-- Extrait du texte --
**********

Éloge de l’ignorance

“Un con ça ose tout, c’est même à ça qu’on le reconnaît” disait Audiard. Et parfois cela peut être très précieux. De l’inestimable magie de l’effet Dunning-Kruger.

Paul Vacca
3 min readMay 10, 2022
Personnage en pleine confiance ayant atteint le stade de la “montagne de la stupidité” détecté par MM. Dunning et Kruger

C’est lui qui nous donne des ailes et nous transforme instantanément en experts. C’est lui, encore, qui nous fait croire que nous pouvons être de meilleurs ministres, sélectionneurs de football ou même joueurs de tennis que ceux qui sont en place. C’est lui, enfin, qui nous fait croire qu’on a réussi un examen alors qu’on l’a raté ou alors qu’on l’a raté alors qu’on l’a réussi. Lui, c’est l’effet Dunning-Kruger, appelé aussi « biais de sur-confiance » mettant en exergue le fait que l’ignorance produit souvent plus de sureté de soi que la connaissance.

Cette idée contre-intuitive a été confirmée par deux chercheurs en psychologie, David Dunning et David Kruger, qui en 1995 ont mené une étude auprès d’un panel d’étudiants de l’Université Cornell. Les personnes visiblement peu qualifiées sur un sujet avaient le sentiment d’être très compétentes alors qu’à l’inverse les plus expertes sur ledit sujet avaient tendance à douter de leurs propres connaissances.

**********

-- Exercice a --
Indiquez uniquement le nombre de lignes des entrées ci-dessous qui contiennent la chaîne "chrome", en respectant les majuscules et minuscules.

-- Données extraites --
**********

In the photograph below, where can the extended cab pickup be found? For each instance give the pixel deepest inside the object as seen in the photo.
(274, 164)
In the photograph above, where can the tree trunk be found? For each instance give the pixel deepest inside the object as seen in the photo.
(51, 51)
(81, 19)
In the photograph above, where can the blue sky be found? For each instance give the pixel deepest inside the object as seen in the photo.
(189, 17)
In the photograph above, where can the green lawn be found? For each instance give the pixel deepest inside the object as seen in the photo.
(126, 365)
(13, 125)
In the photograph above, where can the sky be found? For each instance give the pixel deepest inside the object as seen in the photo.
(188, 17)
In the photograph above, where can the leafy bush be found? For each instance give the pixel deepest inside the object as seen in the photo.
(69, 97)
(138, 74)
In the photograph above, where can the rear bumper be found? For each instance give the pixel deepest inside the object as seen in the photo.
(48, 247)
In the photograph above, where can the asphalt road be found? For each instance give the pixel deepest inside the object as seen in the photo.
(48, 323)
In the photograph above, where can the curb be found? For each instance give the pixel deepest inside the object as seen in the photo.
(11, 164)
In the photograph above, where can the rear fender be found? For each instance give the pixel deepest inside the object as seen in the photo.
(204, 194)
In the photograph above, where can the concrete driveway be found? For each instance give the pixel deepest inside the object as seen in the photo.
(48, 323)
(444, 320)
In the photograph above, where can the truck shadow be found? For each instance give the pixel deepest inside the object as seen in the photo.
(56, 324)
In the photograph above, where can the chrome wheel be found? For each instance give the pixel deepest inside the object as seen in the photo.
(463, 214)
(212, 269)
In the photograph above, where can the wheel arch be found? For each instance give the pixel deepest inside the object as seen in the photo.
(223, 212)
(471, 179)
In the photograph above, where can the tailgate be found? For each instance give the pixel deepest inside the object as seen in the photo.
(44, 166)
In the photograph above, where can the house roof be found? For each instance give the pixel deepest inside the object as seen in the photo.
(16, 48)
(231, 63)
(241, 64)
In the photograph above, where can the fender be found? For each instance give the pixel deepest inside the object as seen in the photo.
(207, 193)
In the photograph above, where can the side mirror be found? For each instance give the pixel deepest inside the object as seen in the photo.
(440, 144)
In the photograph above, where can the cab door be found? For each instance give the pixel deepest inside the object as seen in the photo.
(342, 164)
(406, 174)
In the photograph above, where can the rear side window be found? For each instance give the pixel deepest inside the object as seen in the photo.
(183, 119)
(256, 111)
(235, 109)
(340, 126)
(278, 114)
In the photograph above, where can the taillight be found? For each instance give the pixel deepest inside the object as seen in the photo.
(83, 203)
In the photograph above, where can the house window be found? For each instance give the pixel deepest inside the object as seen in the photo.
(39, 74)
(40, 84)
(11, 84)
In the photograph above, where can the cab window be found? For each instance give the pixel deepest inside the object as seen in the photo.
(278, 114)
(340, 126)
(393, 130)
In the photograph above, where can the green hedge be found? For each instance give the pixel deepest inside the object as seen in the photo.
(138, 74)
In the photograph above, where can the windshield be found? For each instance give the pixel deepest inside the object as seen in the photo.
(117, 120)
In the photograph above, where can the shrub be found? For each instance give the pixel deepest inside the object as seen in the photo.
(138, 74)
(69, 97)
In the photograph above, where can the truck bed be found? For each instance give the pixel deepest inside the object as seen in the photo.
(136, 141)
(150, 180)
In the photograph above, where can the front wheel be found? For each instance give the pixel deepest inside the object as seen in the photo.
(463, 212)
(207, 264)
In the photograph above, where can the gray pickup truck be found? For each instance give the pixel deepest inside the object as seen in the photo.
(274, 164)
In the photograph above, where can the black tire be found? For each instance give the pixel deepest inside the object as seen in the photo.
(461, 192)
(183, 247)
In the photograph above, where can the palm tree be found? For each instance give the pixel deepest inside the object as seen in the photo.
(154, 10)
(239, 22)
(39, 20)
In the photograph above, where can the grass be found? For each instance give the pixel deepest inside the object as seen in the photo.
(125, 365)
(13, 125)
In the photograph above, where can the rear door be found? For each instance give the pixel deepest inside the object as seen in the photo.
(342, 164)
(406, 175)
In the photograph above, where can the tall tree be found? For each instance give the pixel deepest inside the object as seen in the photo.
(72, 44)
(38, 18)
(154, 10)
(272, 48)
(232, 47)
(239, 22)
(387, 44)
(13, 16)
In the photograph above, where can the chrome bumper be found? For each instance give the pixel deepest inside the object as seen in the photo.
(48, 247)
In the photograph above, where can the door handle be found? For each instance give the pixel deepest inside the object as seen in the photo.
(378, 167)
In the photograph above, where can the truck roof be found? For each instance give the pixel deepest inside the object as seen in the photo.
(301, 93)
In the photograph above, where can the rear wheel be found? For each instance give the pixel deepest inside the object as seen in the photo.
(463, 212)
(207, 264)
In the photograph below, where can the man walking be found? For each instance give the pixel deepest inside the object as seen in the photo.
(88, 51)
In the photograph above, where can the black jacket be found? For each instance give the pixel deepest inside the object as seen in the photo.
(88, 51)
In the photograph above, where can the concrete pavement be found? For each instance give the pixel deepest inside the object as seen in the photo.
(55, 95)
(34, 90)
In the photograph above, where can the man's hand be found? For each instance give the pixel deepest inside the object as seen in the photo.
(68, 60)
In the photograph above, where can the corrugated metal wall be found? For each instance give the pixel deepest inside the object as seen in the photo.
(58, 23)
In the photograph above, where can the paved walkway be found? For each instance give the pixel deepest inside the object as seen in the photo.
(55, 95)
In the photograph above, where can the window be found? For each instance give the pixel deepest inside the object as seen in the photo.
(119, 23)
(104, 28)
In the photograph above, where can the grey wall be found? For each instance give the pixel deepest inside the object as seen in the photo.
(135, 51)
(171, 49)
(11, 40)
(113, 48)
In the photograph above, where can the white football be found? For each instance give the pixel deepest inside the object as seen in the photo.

**********

-- Exercice b --
Recopiez à l'identique le passage du texte sur l'effet Dunning-Kruger qui va de "Éloge de l’ignorance" à "de l’effet Dunning-Kruger.".

-- Réponse écrite a --
2

-- Réponse écrite b --
Éloge de l’ignorance

“Un con ça ose tout, c’est même à ça qu’on le reconnaît” disait Audiard. Et parfois cela peut être très précieux. De l’inestimable magie de l’effet Dunning-Kruger.